(Point labeling entries)
========

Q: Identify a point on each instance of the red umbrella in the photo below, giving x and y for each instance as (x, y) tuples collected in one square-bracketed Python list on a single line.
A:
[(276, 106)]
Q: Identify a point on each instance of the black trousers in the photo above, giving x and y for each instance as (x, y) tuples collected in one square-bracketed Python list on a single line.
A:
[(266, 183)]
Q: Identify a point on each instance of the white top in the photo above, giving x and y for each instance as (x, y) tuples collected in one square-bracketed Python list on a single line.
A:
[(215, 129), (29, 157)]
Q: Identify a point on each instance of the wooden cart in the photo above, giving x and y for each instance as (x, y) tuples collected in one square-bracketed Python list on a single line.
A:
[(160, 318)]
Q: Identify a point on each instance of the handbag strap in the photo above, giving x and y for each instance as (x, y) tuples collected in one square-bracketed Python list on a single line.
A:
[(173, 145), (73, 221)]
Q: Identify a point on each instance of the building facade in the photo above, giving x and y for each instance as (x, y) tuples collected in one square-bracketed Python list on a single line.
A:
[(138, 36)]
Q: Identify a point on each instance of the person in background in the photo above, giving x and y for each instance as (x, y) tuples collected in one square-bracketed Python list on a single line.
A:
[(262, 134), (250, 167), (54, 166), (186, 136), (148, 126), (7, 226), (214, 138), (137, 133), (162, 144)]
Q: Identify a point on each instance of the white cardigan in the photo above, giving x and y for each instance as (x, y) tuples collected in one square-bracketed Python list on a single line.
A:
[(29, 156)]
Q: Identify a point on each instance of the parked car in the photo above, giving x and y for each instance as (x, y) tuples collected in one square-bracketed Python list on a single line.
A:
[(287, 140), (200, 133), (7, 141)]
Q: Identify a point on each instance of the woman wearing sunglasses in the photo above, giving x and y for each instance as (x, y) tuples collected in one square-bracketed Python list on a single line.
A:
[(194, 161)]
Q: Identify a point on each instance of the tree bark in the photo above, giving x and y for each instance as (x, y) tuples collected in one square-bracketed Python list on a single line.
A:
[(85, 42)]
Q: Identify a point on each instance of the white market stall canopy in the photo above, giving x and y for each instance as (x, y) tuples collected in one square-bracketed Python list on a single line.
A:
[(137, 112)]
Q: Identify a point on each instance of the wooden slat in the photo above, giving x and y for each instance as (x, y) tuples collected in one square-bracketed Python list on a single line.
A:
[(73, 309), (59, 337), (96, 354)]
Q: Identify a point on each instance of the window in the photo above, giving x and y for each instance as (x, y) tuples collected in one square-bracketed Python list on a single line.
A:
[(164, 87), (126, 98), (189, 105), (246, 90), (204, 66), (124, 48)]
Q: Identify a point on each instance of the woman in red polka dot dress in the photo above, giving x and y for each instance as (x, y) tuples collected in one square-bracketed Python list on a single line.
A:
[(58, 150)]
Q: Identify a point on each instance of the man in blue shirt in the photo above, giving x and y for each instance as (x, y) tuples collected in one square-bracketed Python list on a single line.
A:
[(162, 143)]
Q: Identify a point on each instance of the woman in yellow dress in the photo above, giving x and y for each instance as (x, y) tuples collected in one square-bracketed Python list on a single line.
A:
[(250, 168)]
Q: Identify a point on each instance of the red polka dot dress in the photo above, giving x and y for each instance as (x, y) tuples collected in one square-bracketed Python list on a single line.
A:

========

WORK TO DO:
Starting at the line containing "Q: Identify a point on each instance of the building" and ending at the line containing "[(138, 36)]", write those lines out again with the requests included. Increase every x and y coordinate in the answers by 98.

EXERCISE SOLUTION:
Q: Identify a point on each instance of the building facade in the photo above, giving x and y for each instance as (x, y) tuples collected in one square-bracketed Python list on a single line.
A:
[(236, 134)]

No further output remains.